**Document:**
<<<<
Museum in Aomori, Japan

The Aomori City Forestry Museum (青森市森林博物館, Aomori-shi Shinrin Hakubutsukan) is a natural history museum located in the city of Aomori in Aomori Prefecture, Japan. The museum focuses primarily on the forest ecosystems of Aomori Prefecture and the history of the lumber industry in the prefecture, though other unrelated exhibits are also maintained.

==History==
The building that houses the museum was originally the Aomori Bureau of Forestry Building which was built on 13 November 1908. The forestry building was featured in the set of the 1977 film Mount Hakkoda about the Hakkōda Mountains incident. It was converted into a natural history museum that opened to the public in November 1982.

==Exhibits==
The Aomori City Forestry Museum's main exhibits are dedicated to the forests and history of the lumber industry in Aomori Prefecture. These exhibits are held in different rooms throughout the building. The recommended path through the building takes visitors first through an exhibit focusing on the forest ecosystems of the prefecture, with a heavy focus on the various types of trees that grow there. The next exhibit in the museum is dedicated to the historic and cultural aspects of the woodcutting and woodworking industry. It includes examples of folk songs sung by workers, a cross section of a typical house built in the region, tools and apparel worn by laborers in the timber industry, and various crafts by woodworkers. The next exhibit ties the two aspects together and attempts to immerse visitors in what working in the industry was like by displaying more of the tools and crafts of the workers, but also by providing interactive displays. The final piece of the main exhibit is located in a building adjacent to the main building. It houses a train that was used on one of the defunct lumber railways of the prefecture.

The museum also has exhibits dedicated to the Mount Hakkoda film that was filmed there and the nearby Komakino Site. The Komakino Site exhibit features various artifacts from the Jōmon period including earthenware, stone tools, and dogū figurines.
>>>>
**Exercises:**
1/ From the Aomori City Forestry Museum text, return the passage starting at "The Aomori City Forestry Museum (青森市森林博物館, Aomori-shi" up to and including "in November 1982.", copied word for word.
2/ List everything the Aomori City Forestry Museum text says is included in the exhibit on the historic and cultural aspects of the woodcutting and woodworking industry.
3/ According to the Aomori City Forestry Museum text, when did the museum open to the public?

**Record set:**
<<<<
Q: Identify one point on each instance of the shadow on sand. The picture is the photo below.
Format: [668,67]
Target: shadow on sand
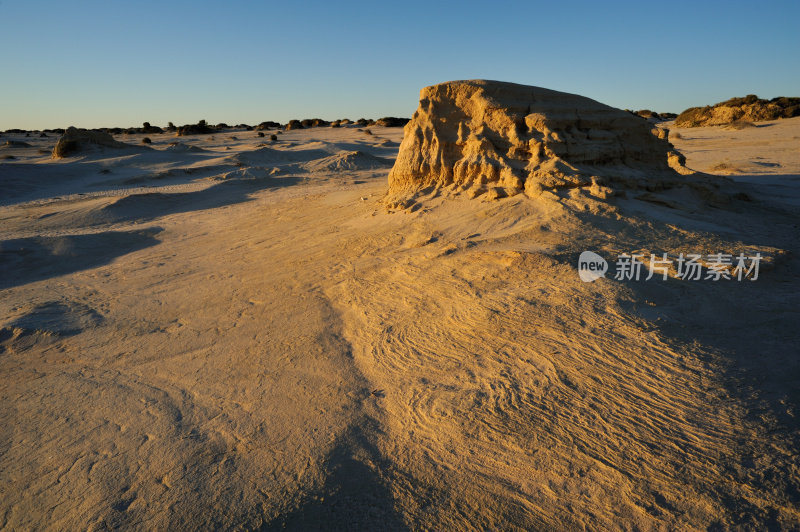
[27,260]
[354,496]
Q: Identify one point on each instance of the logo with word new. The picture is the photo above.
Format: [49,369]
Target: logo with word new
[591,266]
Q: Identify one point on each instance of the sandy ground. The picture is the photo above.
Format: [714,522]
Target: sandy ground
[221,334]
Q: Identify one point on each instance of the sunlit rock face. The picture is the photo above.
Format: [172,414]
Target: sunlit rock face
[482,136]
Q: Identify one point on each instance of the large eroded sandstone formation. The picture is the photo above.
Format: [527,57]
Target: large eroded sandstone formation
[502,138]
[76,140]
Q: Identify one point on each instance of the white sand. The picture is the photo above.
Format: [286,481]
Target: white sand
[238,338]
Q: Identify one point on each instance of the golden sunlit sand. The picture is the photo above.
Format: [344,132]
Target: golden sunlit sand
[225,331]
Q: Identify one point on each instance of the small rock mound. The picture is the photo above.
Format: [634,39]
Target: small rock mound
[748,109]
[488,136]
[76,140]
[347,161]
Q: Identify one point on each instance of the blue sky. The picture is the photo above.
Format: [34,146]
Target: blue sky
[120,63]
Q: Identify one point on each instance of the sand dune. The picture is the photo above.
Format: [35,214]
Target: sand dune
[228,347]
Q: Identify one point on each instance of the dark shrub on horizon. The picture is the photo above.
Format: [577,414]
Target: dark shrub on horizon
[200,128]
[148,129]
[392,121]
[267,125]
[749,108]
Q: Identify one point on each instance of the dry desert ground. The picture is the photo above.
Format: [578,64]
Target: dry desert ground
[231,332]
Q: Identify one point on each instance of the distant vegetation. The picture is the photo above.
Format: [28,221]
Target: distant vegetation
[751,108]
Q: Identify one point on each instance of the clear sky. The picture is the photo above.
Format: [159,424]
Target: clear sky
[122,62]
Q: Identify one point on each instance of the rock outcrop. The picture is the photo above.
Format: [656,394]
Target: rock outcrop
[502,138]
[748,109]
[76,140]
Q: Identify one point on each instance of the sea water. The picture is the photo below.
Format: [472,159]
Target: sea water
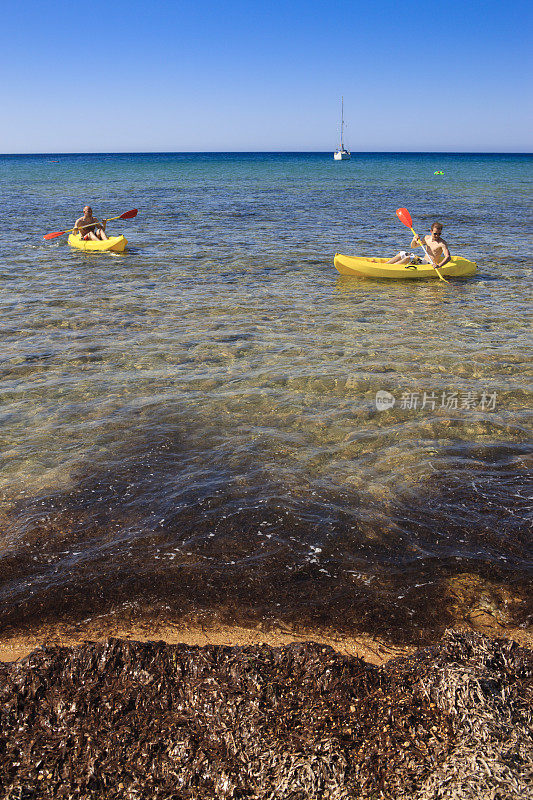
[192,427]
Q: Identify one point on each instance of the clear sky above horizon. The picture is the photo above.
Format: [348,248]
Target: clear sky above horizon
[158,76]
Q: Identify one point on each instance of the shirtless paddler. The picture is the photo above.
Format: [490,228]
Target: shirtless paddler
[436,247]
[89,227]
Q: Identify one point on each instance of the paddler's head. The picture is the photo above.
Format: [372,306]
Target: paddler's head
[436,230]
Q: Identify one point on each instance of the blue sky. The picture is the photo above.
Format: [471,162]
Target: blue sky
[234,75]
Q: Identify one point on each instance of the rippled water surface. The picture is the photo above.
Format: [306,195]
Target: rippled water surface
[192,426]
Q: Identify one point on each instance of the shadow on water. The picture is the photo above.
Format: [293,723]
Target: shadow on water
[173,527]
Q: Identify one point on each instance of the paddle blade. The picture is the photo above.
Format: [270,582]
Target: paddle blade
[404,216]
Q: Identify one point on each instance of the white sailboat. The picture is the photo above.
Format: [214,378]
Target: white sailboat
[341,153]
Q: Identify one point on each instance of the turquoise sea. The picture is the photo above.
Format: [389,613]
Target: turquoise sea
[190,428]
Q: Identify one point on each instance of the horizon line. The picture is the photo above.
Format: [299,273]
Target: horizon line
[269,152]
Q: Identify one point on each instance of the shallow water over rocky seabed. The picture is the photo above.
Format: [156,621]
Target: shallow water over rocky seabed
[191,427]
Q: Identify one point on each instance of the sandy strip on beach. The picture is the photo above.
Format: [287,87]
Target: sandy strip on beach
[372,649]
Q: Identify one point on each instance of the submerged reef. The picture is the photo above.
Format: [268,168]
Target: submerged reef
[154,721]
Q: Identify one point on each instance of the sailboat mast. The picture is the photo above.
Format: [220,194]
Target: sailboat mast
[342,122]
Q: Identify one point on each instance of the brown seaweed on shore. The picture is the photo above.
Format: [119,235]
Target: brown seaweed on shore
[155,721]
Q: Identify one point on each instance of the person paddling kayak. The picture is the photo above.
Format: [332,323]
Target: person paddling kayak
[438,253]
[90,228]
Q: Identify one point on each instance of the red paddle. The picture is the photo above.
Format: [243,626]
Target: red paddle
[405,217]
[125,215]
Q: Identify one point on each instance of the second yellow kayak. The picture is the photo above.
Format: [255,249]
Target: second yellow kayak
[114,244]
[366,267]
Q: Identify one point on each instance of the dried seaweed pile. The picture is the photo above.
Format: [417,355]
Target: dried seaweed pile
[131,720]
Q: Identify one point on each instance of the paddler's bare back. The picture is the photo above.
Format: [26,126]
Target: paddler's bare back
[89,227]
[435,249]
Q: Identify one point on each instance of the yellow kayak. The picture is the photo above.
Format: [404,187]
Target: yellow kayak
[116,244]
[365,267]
>>>>
**Task responses:**
1/
The Aomori City Forestry Museum (青森市森林博物館, Aomori-shi Shinrin Hakubutsukan) is a natural history museum located in the city of Aomori in Aomori Prefecture, Japan. The museum focuses primarily on the forest ecosystems of Aomori Prefecture and the history of the lumber industry in the prefecture, though other unrelated exhibits are also maintained.

==History==
The building that houses the museum was originally the Aomori Bureau of Forestry Building which was built on 13 November 1908. The forestry building was featured in the set of the 1977 film Mount Hakkoda about the Hakkōda Mountains incident. It was converted into a natural history museum that opened to the public in November 1982.

2/
- Examples of folk songs sung by workers
- A cross section of a typical house built in the region
- Tools and apparel worn by laborers in the timber industry
- Various crafts by woodworkers

3/ November 1982